• [The task]
Write out every record below exactly as it appears.

• [Exercise inputs]
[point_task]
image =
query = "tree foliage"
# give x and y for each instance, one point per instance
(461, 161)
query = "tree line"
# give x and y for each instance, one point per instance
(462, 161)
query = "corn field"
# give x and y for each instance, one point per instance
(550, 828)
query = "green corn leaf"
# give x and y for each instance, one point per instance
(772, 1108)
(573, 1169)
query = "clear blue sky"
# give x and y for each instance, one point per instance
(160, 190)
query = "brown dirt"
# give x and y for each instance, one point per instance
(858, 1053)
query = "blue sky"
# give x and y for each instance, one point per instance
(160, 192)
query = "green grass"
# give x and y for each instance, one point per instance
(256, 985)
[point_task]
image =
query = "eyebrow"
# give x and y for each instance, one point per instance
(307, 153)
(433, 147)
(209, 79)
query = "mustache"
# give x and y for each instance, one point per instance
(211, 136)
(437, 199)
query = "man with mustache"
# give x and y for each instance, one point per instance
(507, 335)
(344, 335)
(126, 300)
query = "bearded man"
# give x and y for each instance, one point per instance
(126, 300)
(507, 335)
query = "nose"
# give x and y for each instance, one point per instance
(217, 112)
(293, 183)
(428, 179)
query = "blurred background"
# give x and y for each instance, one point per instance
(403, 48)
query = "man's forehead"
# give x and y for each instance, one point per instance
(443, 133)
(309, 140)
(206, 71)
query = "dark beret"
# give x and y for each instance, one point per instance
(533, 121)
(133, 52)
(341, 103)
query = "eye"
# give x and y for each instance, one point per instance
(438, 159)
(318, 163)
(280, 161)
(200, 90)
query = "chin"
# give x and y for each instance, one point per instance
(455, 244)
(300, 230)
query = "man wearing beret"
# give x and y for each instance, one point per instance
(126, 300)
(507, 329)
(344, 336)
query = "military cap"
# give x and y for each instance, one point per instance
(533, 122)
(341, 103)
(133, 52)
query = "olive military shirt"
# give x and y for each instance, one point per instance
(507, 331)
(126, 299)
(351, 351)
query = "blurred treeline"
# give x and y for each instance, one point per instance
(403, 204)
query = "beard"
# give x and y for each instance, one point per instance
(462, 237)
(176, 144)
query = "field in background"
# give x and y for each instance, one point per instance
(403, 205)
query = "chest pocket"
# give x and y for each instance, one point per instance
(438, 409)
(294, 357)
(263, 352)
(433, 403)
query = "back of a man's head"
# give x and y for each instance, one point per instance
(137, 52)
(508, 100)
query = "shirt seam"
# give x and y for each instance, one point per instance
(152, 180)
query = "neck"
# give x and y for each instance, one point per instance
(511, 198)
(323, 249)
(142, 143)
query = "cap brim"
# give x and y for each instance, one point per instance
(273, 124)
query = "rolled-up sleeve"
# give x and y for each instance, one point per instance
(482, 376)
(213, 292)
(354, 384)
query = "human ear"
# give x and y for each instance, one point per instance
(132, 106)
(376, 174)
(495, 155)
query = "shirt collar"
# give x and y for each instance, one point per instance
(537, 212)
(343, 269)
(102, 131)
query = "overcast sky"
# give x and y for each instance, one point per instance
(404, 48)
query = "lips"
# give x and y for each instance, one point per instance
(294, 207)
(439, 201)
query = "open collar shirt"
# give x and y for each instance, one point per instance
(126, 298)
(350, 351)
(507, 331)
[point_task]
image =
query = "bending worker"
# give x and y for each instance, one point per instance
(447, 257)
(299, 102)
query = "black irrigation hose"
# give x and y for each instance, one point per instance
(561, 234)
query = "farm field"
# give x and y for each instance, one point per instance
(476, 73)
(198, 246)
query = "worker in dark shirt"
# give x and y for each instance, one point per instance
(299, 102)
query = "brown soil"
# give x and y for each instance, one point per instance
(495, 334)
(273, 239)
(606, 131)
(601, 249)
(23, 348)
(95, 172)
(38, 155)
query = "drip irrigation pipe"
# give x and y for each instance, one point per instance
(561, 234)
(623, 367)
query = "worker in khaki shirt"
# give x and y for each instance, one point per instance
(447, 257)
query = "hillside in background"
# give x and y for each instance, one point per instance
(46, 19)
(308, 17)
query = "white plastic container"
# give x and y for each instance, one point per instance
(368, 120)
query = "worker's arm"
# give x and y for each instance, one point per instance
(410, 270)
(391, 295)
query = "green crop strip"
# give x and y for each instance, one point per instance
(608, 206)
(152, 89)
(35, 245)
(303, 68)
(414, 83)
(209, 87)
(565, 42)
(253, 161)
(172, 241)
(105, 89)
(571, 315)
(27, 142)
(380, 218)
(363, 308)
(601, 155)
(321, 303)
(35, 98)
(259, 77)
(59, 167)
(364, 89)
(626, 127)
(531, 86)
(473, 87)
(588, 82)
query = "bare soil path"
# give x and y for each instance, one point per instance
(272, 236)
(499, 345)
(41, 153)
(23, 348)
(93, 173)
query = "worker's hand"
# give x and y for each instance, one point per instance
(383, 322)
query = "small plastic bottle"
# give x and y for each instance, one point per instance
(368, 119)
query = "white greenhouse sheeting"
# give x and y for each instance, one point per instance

• [Completed task]
[point_task]
image =
query = "tree foliage"
# give x and y for each instance, one point per instance
(461, 161)
query = "tree line"
# give x and y for each instance, one point per instance
(462, 161)
query = "corn field"
# give x and y for each instance, one point per instance
(550, 828)
query = "green corn leaf"
# give x and y for each instance, one point per instance
(772, 1108)
(573, 1169)
query = "clear blue sky"
# give x and y for each instance, one point per instance
(160, 190)
query = "brown dirt"
# give x and y for each instance, one point per instance
(858, 1053)
query = "blue sky"
# give x and y for each instance, one point per instance
(160, 192)
query = "green grass"
# give x and y for each instance, one point per instance
(256, 985)
[point_task]
image =
query = "eyebrow"
# give x and y for each instance, one point per instance
(307, 153)
(433, 147)
(209, 79)
query = "mustache"
# give x and y for each instance, one point per instance
(211, 136)
(437, 199)
query = "man with mustache"
# give x and y for each instance, one point per instance
(507, 335)
(344, 335)
(126, 300)
query = "bearded man"
# give x and y for each instance, one point per instance
(126, 300)
(507, 335)
query = "nose"
# give x and y for each instance, one point per instance
(217, 112)
(293, 183)
(428, 179)
query = "blurred background"
# give x and y for each instance, one point per instance
(403, 48)
query = "man's forehead"
# give x and y for each instance, one point per instance
(443, 133)
(309, 140)
(206, 71)
query = "dark beret"
# give x and y for each instance, one point per instance
(533, 121)
(133, 52)
(341, 103)
query = "eye"
# give x and y for each instance, one point per instance
(438, 159)
(318, 163)
(280, 161)
(200, 90)
query = "chin"
# give x and y for each instance, one point per instance
(455, 244)
(300, 230)
query = "man wearing beret"
# give x and y for each instance, one point per instance
(126, 300)
(507, 329)
(344, 336)
query = "military cap"
# give x and y for each instance, one point per instance
(533, 122)
(341, 103)
(133, 52)
query = "olive military shirt"
# give x and y for each instance, one point per instance
(507, 331)
(126, 299)
(351, 351)
query = "blurred treeline"
# give x and y for each instance, one point per instance
(403, 204)
query = "beard"
# give x and y for each instance, one point per instance
(462, 237)
(176, 144)
query = "field in background"
# give x and y for each instance, one point per instance
(403, 205)
query = "chest pocket"
# give x and y for each instance, one point per instance
(438, 409)
(294, 357)
(263, 352)
(433, 403)
query = "back of a man's head"
# give x and y for each instance, one point per instance
(137, 52)
(508, 100)
query = "shirt seam"
# give x and y for each instance, one point per instance
(152, 180)
query = "neck"
# give x and y for each instance, one point per instance
(511, 198)
(323, 249)
(142, 143)
query = "cap brim"
# give x and y for each instance, one point per instance
(273, 124)
query = "rolled-up sleeve"
# give x and y for each instance, one point per instance
(482, 376)
(213, 292)
(354, 384)
query = "human ear"
# give x and y for each instance, one point per instance
(132, 106)
(376, 174)
(495, 155)
query = "shirt collar"
# give x and y for each instance, one point per instance
(537, 212)
(343, 269)
(102, 131)
query = "overcast sky"
# give x and y for each instance, one point per instance
(404, 48)
query = "lips"
# give x and y for each instance, one point per instance
(294, 207)
(439, 201)
query = "open collar shirt"
# give x and y for each instance, one point per instance
(126, 298)
(350, 351)
(507, 331)
[point_task]
image =
query = "bending worker"
# give x and y for each instance, one point per instance
(447, 257)
(299, 102)
query = "black irrigation hose"
# give x and y for each instance, one point per instance
(561, 234)
query = "farm field"
# give x and y for each instance, one point per instance
(476, 73)
(198, 246)
query = "worker in dark shirt"
# give x and y for each instance, one point per instance
(299, 102)
query = "brown soil"
# give x and y for each instance, one point per instance
(495, 334)
(273, 239)
(606, 131)
(601, 249)
(23, 348)
(95, 172)
(38, 155)
query = "drip irrigation pipe"
# give x and y for each instance, one point per instance
(561, 234)
(623, 367)
query = "worker in khaki shirt"
# give x and y for each instance, one point per instance
(447, 257)
query = "hillside in background"
# give x and y for each instance, one point per instance
(46, 19)
(308, 17)
query = "white plastic container"
# give x and y for each instance, one point per instance
(368, 120)
query = "worker's arm"
# give x and y for each instance, one point per instance
(410, 270)
(391, 295)
query = "green crop strip"
# give x and y for each instance, one point per instance
(608, 206)
(152, 89)
(35, 245)
(303, 68)
(414, 83)
(209, 87)
(565, 42)
(253, 161)
(172, 241)
(105, 89)
(571, 315)
(27, 142)
(380, 218)
(363, 308)
(601, 155)
(321, 303)
(35, 98)
(259, 77)
(59, 167)
(364, 89)
(626, 127)
(531, 86)
(473, 87)
(588, 82)
query = "bare soil path"
# give x and y for each instance, one point per instance
(272, 236)
(499, 345)
(41, 153)
(23, 348)
(93, 173)
query = "worker's hand"
# give x and y for each instance, one point per instance
(383, 322)
query = "small plastic bottle"
# give x and y for each instance, one point per instance
(368, 119)
query = "white greenhouse sheeting"
# give x and y for each instance, one point per instance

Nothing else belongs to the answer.